* **Work required**:
Report every line of the data below that contains the string "tower", copying each one in full. Matches are case-sensitive.

* **Records for the exercise**:
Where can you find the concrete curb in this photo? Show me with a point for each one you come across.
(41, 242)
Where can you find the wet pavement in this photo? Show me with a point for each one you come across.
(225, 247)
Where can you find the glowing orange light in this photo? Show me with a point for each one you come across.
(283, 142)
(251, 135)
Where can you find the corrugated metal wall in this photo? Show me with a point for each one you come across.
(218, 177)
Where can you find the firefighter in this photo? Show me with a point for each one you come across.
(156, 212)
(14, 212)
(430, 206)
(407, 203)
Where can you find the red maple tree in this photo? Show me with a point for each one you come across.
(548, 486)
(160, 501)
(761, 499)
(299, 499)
...
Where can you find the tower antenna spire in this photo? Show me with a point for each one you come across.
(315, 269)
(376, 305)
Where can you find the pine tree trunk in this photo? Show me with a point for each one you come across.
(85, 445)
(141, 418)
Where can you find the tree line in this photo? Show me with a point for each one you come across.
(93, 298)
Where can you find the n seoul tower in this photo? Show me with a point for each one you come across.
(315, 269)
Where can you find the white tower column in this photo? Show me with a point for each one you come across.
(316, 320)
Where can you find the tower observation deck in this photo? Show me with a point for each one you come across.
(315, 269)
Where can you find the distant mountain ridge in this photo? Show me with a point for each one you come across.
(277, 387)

* **Output of the exercise**:
Where can you find the tower antenna spire in this photo? Show me with a point for each one you come across.
Where can you find the n seoul tower in this photo? Show me with a point for each one you come across.
Where can you find the white tower column in this photo? Show me with a point for each one you come across.
Where can you find the tower observation deck in this photo? Show me with a point for each one you come across.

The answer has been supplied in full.